- Exercise instructions: Quote the listing below word for word, stopping after the line that contains "mark: the large green leaf".

┄┄┄┄┄┄┄┄┄┄

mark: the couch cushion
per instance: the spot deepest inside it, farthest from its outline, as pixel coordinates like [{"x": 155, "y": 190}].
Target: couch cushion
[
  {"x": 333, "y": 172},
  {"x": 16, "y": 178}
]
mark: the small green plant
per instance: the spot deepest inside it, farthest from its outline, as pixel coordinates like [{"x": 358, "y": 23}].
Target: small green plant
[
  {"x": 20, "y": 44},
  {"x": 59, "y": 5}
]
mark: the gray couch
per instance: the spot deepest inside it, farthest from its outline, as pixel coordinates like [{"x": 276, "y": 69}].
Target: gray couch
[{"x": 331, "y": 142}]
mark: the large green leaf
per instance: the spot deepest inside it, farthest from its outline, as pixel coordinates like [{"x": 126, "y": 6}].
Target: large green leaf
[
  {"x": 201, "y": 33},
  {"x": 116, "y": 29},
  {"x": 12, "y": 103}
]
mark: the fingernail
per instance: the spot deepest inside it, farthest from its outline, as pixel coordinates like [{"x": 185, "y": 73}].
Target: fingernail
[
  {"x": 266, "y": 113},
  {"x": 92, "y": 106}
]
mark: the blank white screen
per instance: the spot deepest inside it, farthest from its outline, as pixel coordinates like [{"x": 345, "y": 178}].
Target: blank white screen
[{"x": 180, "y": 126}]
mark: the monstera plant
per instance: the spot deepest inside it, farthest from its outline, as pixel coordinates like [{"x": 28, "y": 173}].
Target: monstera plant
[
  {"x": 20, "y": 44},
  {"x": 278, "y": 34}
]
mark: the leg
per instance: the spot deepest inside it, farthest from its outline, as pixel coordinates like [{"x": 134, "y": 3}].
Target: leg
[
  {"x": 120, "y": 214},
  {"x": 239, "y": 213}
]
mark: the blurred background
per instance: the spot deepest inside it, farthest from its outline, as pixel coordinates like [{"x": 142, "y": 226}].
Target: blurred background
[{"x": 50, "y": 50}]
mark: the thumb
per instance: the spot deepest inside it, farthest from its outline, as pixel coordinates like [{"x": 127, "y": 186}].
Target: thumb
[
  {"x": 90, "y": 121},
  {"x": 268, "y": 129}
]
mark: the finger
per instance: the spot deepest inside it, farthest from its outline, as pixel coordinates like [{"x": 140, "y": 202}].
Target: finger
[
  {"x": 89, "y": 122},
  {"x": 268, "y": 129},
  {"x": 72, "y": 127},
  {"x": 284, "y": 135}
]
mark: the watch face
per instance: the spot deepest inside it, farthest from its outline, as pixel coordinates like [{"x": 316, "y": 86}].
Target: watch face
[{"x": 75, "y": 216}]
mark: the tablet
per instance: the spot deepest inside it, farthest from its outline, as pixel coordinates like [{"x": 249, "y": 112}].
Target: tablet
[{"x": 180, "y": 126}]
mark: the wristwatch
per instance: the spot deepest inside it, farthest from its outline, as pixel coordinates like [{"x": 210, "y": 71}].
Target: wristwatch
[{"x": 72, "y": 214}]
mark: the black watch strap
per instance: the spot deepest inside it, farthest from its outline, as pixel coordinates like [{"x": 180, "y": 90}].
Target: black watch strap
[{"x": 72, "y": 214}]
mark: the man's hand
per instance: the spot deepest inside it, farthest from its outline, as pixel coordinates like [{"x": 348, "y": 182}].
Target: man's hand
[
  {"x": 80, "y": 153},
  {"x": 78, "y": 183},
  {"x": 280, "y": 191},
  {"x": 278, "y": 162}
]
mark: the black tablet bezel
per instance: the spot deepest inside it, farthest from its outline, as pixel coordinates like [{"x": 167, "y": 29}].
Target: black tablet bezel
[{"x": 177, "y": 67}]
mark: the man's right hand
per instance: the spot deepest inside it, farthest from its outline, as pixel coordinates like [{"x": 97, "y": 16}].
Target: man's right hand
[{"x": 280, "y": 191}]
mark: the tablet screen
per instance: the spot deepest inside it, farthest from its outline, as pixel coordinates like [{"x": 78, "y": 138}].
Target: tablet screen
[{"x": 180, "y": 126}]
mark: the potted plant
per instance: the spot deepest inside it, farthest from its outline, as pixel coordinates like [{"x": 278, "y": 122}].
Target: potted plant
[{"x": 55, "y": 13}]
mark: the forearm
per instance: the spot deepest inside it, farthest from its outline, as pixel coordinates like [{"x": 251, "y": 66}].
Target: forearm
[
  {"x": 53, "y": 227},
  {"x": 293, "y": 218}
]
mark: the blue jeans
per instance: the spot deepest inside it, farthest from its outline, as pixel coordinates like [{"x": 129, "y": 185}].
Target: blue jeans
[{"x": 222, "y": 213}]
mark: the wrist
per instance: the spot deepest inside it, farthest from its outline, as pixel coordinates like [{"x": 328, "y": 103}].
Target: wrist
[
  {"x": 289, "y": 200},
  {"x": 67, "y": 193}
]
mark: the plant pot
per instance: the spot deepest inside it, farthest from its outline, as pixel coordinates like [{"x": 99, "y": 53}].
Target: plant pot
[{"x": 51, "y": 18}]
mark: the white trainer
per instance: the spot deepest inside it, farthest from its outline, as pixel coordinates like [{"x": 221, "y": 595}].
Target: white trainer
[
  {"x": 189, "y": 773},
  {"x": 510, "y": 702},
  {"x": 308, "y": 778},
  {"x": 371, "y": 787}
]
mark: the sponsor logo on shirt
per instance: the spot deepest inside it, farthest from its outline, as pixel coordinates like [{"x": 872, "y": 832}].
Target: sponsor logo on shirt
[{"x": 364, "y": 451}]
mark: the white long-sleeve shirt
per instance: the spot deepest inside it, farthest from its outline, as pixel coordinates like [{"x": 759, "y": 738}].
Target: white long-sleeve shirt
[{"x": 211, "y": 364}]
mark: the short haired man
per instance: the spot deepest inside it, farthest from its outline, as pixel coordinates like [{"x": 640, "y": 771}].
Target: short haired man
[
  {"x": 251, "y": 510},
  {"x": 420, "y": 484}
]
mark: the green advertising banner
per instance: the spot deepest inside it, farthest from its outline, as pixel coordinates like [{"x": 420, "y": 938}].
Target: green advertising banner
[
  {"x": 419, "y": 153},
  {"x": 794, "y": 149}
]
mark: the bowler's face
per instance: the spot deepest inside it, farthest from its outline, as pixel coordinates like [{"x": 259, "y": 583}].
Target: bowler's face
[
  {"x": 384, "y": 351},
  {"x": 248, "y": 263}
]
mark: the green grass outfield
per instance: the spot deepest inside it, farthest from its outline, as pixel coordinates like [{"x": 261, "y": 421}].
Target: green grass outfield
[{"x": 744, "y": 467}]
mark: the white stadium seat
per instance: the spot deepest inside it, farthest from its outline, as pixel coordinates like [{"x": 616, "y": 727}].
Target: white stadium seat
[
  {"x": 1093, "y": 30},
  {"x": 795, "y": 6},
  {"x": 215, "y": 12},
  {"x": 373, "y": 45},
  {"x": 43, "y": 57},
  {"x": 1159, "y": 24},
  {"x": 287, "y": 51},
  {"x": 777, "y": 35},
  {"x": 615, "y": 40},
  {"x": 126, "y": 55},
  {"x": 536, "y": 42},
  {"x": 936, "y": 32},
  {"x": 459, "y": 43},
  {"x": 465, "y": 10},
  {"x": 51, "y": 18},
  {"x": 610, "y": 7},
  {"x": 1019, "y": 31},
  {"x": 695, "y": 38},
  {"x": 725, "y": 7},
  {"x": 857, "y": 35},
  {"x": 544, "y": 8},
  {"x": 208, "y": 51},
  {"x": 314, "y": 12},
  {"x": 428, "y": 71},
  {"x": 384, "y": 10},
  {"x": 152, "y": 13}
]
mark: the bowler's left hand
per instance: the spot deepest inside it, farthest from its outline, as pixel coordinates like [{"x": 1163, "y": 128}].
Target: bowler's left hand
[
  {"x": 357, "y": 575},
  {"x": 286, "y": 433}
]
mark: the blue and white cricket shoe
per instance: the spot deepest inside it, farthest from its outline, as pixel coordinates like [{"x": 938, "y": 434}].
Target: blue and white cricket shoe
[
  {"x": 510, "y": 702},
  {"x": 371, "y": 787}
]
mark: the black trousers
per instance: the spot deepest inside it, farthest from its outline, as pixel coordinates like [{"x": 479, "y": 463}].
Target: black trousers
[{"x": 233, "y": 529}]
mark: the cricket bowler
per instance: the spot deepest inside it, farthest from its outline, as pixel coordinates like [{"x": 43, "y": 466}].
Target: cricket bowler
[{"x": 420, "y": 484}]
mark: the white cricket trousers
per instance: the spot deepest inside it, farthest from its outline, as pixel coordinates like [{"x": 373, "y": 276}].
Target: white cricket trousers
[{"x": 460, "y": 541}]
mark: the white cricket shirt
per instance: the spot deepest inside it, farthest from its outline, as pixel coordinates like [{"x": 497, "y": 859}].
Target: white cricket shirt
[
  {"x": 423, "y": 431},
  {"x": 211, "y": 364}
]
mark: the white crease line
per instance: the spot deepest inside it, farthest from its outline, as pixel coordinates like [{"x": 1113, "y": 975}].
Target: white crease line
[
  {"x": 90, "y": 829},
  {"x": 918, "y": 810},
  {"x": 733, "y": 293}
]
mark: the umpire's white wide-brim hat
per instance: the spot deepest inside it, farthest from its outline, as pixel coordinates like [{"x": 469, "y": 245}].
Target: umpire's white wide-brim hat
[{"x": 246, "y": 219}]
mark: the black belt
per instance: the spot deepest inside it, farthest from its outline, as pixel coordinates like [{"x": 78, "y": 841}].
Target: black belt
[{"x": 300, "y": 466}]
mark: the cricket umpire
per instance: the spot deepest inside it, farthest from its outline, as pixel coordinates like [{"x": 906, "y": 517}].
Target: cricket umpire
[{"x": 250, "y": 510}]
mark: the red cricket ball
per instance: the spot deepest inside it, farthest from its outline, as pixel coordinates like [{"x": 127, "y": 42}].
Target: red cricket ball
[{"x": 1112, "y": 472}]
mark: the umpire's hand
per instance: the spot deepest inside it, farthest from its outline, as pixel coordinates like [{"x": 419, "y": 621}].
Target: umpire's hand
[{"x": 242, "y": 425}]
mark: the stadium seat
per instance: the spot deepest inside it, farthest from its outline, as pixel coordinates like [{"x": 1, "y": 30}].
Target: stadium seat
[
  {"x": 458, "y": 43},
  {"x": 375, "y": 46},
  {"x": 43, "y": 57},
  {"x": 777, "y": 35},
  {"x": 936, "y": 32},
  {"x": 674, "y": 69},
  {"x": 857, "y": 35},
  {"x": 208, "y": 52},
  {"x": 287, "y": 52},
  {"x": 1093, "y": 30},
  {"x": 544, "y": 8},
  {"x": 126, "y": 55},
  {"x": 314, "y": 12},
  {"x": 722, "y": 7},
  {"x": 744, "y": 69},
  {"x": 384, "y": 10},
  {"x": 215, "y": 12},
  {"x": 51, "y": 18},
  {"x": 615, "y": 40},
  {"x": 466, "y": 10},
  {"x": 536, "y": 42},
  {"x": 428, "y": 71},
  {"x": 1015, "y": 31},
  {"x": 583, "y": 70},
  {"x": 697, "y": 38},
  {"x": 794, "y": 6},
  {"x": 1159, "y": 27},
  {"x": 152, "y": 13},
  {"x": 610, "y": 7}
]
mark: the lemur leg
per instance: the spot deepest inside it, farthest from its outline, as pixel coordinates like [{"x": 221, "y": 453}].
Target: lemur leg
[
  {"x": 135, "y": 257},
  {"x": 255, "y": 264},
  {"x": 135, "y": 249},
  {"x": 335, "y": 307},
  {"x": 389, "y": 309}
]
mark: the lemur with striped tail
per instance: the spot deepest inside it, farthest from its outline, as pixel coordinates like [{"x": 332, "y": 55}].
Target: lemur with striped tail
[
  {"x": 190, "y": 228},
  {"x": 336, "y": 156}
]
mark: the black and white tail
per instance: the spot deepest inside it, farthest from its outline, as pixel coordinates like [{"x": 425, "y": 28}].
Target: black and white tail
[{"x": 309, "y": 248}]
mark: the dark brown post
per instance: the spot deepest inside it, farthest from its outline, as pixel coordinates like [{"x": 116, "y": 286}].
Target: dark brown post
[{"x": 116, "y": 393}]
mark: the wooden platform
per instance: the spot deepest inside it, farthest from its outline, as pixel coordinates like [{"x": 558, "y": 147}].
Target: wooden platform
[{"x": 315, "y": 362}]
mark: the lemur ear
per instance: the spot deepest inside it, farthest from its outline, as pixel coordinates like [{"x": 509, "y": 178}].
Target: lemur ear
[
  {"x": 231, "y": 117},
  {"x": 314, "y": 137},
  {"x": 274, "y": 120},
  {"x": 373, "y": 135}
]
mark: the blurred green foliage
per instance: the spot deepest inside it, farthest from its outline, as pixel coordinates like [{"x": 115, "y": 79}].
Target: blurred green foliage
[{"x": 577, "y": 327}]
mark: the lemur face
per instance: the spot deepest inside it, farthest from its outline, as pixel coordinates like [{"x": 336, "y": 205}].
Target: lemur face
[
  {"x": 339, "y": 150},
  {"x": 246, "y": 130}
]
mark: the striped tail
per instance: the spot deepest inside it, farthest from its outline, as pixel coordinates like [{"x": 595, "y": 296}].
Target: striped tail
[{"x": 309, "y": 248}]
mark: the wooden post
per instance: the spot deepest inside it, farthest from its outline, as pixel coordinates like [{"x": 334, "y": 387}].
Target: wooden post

┄┄┄┄┄┄┄┄┄┄

- Exercise output:
mark: the couch cushion
per instance: the spot deepest inside it, farthest from its outline, as pixel coordinates like [{"x": 155, "y": 190}].
Target: couch cushion
[
  {"x": 333, "y": 172},
  {"x": 16, "y": 178}
]
mark: the small green plant
per instance: the spot deepest inside it, farthest from its outline, as pixel coordinates like [{"x": 358, "y": 23}].
Target: small green plant
[
  {"x": 20, "y": 44},
  {"x": 59, "y": 5}
]
mark: the gray couch
per instance: the spot deepest inside it, farthest from its outline, as pixel coordinates like [{"x": 276, "y": 69}].
Target: gray couch
[{"x": 331, "y": 142}]
mark: the large green leaf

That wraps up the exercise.